PROVIDED INFORMATION.
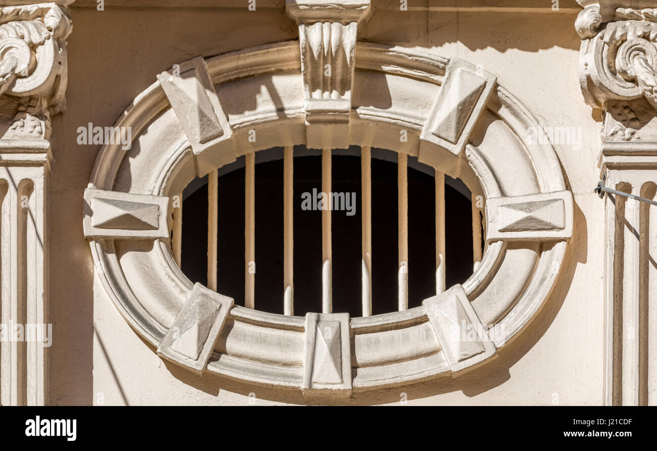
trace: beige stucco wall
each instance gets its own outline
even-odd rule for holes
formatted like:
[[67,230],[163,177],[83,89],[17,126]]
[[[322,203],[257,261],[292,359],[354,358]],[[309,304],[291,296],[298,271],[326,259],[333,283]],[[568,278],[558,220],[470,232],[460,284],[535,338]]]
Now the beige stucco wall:
[[[49,192],[50,403],[233,404],[320,402],[165,364],[135,333],[93,276],[82,231],[82,194],[99,146],[76,144],[88,122],[110,125],[172,64],[296,37],[283,10],[73,8],[68,109],[53,120]],[[456,56],[498,77],[549,126],[581,127],[583,145],[555,145],[575,198],[575,229],[556,288],[495,359],[453,379],[356,393],[349,403],[600,404],[602,402],[604,205],[592,188],[600,125],[578,81],[574,13],[374,9],[359,39]],[[555,395],[556,394],[556,395]],[[331,401],[332,402],[344,402]]]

WORK TO COMPLETE. Write out the lines above again, substituting "plaster" for each occurrence of "stucco" and leaving everything else unchanged. Omit the picture from your answer.

RESULT OF THE EXERCISE.
trace: beige plaster wall
each instance gets its own outline
even-odd rule for holes
formatted like:
[[67,230],[163,177],[83,89],[17,126]]
[[[322,203],[257,261],[292,359],[354,358]],[[309,304],[291,296],[298,271],[326,259],[333,283]],[[568,278],[558,220],[470,232],[460,284],[535,338]]]
Now the beige plaster wall:
[[[49,192],[50,403],[233,404],[320,402],[165,364],[135,333],[93,276],[82,231],[82,194],[99,146],[76,144],[88,122],[110,125],[172,64],[296,37],[283,10],[73,8],[68,109],[53,120]],[[456,56],[498,77],[549,126],[581,127],[583,145],[555,145],[575,198],[575,229],[556,288],[495,359],[453,379],[356,393],[349,403],[600,404],[602,402],[604,205],[592,188],[600,125],[578,81],[574,13],[374,9],[359,39]],[[555,395],[556,394],[556,395]],[[331,401],[332,402],[344,402]]]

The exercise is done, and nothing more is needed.